**A run of records:**

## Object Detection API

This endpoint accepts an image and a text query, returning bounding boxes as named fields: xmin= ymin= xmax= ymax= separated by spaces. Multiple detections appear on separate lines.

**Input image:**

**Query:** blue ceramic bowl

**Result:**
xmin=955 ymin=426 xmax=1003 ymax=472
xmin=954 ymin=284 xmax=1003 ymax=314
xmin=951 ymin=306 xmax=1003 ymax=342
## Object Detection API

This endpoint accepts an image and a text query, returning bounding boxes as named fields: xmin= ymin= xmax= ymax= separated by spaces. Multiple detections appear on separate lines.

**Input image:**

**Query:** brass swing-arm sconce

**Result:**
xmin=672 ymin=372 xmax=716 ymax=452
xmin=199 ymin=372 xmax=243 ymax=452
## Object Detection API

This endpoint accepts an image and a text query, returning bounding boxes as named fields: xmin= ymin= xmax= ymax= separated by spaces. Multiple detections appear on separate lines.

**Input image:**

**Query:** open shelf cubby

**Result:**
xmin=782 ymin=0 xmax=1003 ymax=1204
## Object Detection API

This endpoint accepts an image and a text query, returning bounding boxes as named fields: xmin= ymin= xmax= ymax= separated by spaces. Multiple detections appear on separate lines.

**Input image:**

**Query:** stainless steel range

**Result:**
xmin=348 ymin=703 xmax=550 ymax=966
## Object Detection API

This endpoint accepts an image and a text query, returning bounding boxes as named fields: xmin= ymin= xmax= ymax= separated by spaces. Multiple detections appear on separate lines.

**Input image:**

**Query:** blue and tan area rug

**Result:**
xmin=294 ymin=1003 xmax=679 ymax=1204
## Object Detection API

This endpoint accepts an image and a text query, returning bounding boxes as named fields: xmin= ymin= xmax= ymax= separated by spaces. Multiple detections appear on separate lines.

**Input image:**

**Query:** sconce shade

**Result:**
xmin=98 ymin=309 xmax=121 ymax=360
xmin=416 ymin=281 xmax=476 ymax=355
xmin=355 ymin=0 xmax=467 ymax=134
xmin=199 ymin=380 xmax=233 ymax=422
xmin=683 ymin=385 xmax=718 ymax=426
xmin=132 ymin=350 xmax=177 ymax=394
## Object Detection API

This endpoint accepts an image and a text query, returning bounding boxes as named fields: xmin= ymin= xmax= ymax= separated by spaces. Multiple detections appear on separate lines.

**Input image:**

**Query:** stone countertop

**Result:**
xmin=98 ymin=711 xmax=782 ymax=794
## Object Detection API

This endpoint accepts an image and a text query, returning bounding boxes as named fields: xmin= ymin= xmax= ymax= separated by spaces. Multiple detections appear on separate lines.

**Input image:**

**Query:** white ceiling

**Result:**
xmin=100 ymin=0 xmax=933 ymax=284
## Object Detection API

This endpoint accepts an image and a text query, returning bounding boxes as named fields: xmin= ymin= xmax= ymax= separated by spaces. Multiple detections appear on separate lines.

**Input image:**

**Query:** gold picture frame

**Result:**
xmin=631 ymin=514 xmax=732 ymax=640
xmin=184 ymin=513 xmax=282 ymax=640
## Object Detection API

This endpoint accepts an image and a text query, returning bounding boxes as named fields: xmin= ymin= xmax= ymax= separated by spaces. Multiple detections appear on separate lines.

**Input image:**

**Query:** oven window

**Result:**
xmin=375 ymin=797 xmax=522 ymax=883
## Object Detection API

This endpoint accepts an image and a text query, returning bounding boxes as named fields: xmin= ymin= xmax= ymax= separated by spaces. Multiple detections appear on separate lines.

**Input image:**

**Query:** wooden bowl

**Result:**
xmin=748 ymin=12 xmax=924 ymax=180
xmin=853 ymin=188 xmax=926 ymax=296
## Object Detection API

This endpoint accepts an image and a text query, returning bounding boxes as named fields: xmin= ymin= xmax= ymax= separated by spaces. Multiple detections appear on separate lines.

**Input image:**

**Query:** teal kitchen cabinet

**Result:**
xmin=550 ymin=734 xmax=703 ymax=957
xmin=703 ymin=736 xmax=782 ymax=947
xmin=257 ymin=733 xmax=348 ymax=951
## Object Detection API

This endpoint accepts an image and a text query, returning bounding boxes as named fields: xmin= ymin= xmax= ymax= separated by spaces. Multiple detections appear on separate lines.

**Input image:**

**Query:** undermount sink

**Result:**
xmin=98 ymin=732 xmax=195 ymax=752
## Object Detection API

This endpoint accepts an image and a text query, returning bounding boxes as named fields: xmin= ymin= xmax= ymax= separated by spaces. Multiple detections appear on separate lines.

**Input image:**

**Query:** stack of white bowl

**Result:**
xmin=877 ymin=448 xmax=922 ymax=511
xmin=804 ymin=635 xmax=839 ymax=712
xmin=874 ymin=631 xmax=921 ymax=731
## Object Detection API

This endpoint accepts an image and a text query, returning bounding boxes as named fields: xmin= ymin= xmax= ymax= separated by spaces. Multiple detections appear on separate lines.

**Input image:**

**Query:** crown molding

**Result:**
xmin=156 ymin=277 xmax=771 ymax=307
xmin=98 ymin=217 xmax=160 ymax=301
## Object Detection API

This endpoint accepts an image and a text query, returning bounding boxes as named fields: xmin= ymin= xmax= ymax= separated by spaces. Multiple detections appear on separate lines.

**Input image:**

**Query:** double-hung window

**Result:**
* * *
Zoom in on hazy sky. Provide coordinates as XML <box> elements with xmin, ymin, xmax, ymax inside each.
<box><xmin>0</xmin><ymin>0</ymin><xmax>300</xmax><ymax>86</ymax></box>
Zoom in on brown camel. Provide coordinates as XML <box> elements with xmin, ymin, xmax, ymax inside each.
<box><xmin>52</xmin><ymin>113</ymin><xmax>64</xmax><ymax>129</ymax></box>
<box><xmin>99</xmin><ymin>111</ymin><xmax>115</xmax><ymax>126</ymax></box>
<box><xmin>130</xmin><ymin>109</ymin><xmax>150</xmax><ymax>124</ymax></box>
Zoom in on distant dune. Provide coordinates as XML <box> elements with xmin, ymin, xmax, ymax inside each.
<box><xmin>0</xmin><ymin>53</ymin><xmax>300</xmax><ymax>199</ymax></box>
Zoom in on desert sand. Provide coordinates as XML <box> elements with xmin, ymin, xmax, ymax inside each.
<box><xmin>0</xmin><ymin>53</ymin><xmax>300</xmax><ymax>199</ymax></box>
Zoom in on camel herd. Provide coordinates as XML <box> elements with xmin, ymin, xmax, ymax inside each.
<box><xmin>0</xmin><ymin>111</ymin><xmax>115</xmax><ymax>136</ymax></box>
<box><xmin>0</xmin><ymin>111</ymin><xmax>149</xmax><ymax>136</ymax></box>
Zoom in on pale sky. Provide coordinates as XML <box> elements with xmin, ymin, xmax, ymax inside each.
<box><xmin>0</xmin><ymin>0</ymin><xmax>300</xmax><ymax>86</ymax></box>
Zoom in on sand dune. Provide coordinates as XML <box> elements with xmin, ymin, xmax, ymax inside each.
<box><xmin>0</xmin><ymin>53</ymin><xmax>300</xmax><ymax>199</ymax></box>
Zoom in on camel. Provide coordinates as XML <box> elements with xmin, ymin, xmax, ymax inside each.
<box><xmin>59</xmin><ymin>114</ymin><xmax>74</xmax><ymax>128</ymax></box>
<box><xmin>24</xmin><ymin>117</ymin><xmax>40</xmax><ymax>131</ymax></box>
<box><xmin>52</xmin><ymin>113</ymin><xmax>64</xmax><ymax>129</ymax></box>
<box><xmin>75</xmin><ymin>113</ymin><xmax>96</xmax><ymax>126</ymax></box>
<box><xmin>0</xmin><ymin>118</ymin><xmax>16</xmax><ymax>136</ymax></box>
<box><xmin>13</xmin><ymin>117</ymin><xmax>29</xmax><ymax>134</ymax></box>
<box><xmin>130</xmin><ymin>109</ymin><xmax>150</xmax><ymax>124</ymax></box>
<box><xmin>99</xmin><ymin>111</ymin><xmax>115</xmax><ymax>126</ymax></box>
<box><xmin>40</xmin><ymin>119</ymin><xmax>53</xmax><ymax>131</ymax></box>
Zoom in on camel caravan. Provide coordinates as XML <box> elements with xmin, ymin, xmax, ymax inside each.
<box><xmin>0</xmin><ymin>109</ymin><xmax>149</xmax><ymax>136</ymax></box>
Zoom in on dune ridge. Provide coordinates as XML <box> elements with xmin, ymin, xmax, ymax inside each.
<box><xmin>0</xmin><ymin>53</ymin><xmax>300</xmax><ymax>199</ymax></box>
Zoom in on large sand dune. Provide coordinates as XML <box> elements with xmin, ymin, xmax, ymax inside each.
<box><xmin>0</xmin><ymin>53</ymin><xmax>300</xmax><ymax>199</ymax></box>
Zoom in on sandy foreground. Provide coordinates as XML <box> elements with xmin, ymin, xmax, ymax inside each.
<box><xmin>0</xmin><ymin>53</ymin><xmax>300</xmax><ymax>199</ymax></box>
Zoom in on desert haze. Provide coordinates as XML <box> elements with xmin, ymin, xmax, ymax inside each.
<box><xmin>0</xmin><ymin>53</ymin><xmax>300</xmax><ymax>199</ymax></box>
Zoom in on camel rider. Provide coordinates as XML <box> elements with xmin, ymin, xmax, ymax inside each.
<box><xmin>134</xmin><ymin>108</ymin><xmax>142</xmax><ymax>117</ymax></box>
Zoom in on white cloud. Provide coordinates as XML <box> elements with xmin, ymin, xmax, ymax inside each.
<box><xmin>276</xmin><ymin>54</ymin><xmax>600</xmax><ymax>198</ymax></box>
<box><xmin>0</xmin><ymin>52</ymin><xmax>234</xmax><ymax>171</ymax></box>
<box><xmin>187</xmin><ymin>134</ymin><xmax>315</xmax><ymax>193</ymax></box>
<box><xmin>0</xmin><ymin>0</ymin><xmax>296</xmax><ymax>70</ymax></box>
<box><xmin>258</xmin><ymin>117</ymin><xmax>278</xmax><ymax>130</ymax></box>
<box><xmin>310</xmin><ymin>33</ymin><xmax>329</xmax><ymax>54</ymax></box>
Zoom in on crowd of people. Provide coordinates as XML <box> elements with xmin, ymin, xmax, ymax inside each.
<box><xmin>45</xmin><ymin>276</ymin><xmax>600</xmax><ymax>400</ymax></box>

**What is expected:** Tally the lines in the rows above that contain the word "window". Give only the number.

**Written answer:** 2